• [Data excerpts]
┄┄┄┄┄┄┄┄┄┄┄┄┄┄┄┄┄┄┄┄

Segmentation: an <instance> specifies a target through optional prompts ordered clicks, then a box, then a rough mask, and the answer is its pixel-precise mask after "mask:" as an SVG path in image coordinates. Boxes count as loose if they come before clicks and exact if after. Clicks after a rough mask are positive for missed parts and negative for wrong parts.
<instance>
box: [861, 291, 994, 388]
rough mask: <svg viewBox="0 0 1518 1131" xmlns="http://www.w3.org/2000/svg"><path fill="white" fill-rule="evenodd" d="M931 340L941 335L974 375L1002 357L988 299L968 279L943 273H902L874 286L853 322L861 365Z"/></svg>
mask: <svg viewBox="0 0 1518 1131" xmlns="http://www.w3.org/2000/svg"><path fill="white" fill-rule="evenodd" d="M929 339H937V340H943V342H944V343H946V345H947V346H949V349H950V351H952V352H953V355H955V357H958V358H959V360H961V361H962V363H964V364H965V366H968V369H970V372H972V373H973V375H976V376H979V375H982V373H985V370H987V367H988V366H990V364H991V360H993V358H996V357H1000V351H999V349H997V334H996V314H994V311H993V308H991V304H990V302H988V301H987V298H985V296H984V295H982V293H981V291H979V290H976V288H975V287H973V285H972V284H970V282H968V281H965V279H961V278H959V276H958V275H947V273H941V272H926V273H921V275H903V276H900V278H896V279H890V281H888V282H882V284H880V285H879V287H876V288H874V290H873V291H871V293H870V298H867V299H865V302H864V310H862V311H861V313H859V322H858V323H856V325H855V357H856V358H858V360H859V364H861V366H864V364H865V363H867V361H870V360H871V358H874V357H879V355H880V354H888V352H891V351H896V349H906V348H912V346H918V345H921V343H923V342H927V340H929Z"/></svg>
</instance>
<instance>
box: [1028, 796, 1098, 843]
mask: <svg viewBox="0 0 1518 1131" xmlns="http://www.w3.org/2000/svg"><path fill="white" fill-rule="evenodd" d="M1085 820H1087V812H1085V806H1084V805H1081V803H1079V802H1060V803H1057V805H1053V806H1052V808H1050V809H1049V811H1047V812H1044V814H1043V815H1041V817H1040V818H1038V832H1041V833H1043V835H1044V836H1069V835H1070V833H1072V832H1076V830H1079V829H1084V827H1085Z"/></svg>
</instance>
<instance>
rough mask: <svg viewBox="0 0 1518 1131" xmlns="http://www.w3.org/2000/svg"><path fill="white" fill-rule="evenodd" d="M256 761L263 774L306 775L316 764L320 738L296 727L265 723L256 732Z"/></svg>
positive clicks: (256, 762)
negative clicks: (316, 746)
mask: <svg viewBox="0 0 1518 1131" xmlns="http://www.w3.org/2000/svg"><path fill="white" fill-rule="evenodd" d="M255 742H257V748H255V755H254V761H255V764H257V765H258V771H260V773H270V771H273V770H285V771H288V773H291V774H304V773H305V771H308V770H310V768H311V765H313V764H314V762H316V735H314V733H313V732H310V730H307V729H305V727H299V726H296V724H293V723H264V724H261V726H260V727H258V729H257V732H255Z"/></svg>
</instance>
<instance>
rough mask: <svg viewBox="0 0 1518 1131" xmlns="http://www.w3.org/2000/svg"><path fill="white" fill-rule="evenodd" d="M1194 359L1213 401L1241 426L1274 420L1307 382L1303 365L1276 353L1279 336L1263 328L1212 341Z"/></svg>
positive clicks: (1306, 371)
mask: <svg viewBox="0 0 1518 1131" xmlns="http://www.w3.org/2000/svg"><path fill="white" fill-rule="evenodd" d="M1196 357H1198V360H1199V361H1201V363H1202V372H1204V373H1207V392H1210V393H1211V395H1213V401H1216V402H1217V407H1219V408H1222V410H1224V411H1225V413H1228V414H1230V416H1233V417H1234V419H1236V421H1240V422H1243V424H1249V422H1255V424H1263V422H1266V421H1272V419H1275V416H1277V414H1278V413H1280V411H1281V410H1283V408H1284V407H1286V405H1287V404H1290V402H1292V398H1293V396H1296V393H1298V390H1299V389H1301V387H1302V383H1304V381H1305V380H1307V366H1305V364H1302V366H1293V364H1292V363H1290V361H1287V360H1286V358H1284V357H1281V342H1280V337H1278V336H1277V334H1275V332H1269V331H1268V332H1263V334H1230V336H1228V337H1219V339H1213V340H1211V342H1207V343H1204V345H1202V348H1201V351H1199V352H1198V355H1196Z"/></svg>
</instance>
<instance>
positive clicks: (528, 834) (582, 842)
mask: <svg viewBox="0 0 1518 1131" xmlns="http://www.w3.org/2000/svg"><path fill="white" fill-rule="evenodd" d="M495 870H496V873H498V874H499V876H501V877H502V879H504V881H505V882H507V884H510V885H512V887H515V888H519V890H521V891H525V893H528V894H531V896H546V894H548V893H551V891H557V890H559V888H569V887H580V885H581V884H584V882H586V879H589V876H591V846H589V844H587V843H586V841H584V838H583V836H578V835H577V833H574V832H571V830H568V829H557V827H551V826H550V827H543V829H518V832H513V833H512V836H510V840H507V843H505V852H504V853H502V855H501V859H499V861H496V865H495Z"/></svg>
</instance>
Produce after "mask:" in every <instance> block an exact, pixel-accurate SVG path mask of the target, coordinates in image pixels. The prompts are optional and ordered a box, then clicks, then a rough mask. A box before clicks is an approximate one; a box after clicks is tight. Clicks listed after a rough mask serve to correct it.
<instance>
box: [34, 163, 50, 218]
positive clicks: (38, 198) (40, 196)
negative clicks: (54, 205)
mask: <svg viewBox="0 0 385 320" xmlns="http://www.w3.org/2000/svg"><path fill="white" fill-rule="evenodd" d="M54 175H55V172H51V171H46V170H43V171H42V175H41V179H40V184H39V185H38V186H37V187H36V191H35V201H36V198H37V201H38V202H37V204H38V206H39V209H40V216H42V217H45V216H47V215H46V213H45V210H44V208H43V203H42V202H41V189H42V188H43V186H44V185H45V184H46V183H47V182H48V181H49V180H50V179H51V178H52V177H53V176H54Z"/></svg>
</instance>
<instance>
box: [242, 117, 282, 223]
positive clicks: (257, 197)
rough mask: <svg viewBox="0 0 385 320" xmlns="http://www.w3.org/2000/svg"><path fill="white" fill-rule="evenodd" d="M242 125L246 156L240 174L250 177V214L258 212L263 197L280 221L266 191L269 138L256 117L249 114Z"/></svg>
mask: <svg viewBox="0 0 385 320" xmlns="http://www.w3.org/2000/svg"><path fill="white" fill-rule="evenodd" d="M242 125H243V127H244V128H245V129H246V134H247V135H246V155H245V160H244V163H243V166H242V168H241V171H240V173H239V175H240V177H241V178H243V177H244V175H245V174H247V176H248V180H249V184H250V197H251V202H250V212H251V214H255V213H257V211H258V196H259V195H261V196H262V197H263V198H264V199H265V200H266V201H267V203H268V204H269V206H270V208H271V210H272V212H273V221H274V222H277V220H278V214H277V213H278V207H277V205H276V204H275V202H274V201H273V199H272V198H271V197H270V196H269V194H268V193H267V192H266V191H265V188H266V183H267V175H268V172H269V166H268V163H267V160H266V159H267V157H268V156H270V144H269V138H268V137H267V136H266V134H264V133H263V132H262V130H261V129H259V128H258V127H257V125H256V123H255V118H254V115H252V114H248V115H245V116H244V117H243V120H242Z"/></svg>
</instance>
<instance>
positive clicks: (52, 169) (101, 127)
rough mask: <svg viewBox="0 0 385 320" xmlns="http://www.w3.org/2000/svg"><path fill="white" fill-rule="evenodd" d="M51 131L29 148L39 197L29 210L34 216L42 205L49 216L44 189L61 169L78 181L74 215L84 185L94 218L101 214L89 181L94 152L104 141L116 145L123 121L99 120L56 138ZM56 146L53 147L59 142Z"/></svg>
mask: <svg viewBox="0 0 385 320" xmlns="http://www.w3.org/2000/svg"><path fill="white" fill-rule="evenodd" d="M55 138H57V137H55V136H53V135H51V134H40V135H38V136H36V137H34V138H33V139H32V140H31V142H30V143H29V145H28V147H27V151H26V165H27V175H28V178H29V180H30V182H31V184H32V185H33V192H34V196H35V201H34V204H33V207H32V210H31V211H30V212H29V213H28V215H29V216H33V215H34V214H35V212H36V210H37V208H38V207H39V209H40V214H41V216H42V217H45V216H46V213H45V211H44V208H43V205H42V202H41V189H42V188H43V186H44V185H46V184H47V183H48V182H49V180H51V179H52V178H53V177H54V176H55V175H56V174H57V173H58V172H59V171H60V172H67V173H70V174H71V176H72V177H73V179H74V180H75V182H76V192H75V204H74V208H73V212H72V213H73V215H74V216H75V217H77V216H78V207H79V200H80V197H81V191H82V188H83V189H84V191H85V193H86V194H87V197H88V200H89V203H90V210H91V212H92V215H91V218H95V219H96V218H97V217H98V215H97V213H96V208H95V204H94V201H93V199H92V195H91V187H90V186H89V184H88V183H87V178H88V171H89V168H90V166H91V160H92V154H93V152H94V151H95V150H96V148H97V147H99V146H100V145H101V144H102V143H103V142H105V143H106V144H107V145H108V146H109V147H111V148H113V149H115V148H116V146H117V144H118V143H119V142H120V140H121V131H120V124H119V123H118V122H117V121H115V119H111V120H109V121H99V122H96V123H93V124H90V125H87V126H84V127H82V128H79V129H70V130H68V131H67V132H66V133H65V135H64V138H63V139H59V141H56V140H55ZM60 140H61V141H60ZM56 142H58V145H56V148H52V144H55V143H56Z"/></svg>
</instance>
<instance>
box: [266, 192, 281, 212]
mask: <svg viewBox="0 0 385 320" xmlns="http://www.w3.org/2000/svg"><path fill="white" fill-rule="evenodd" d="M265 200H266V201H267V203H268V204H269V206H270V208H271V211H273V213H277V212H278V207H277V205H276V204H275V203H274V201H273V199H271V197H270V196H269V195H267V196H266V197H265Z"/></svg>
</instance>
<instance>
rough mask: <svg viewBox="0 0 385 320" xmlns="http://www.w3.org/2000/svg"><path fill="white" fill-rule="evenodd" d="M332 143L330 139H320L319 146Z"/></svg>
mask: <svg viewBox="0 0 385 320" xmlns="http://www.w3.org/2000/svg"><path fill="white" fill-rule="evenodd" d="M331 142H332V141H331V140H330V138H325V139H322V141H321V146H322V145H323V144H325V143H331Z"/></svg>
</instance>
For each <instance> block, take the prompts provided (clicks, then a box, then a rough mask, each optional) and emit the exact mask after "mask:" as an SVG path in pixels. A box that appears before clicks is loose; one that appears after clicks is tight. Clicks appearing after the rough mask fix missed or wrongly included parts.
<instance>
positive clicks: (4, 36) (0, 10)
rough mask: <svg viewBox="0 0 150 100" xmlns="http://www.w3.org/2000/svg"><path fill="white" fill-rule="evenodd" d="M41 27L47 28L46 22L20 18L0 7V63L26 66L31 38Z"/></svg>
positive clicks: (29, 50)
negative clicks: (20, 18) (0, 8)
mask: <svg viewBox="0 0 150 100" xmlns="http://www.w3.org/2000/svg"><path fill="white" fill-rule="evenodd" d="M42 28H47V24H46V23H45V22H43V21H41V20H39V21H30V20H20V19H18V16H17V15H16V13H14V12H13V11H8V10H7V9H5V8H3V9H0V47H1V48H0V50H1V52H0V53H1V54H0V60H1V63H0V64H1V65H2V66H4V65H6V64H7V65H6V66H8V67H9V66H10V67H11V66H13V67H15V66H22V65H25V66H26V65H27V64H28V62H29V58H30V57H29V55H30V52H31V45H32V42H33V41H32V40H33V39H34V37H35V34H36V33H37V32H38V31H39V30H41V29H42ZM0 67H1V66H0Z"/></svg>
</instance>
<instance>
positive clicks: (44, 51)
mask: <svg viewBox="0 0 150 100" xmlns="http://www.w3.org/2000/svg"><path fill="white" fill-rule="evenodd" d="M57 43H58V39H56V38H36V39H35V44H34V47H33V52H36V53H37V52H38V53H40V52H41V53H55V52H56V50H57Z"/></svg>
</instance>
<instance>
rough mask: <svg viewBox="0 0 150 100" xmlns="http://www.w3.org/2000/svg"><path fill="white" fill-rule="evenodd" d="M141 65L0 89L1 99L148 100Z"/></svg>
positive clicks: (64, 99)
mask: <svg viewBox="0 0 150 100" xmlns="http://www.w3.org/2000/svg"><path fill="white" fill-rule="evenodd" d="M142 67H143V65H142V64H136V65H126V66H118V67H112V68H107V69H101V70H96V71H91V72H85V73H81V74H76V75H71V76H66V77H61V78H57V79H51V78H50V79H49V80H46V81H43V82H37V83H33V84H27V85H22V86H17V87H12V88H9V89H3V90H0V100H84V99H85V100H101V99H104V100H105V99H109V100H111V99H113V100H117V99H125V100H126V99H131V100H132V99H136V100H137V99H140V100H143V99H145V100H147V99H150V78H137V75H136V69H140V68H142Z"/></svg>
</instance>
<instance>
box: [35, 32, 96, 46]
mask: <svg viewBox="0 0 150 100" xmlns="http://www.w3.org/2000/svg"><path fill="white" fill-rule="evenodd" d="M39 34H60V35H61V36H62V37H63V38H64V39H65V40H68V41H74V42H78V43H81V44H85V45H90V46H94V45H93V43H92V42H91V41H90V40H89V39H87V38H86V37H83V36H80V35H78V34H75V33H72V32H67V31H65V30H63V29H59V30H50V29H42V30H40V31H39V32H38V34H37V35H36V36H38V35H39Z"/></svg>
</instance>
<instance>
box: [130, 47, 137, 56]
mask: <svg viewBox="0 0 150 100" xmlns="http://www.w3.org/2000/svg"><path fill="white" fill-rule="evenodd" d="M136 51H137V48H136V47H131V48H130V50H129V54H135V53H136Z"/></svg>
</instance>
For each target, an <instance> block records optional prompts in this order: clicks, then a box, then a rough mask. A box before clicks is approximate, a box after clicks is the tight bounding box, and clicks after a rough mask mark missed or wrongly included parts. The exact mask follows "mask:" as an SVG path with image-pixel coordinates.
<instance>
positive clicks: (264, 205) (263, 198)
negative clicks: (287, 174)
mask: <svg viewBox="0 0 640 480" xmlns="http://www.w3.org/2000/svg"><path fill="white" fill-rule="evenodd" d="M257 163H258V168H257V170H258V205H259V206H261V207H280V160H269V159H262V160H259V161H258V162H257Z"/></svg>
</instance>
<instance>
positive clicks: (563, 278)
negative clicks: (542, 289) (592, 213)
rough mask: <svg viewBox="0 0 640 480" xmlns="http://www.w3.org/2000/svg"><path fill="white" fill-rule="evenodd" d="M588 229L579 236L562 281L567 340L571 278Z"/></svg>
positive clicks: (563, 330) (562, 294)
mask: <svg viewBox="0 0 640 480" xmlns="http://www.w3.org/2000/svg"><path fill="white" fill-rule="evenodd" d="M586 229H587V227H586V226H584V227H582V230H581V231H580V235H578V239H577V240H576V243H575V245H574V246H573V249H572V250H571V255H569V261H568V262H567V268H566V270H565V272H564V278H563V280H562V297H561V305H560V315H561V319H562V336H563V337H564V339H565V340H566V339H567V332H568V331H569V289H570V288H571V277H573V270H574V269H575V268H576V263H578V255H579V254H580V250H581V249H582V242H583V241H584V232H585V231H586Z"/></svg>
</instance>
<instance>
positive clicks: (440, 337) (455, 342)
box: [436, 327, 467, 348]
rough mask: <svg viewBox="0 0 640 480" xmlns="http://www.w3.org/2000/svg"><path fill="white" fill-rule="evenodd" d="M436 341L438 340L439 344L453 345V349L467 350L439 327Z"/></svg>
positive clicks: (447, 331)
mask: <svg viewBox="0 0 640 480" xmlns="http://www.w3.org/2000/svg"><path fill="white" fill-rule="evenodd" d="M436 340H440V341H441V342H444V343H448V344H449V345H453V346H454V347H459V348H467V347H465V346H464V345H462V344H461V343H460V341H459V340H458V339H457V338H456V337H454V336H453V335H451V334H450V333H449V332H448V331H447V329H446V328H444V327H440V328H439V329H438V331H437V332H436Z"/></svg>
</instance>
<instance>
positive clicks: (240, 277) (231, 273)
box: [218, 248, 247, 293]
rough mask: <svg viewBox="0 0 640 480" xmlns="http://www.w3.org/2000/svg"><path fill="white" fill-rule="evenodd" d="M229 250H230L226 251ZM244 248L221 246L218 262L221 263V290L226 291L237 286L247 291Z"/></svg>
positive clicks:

┄┄┄┄┄┄┄┄┄┄┄┄┄┄┄┄┄┄┄┄

• [Task]
Please work out how many lines in the material contain the word "after" and state only that number.

• [Solved problem]
4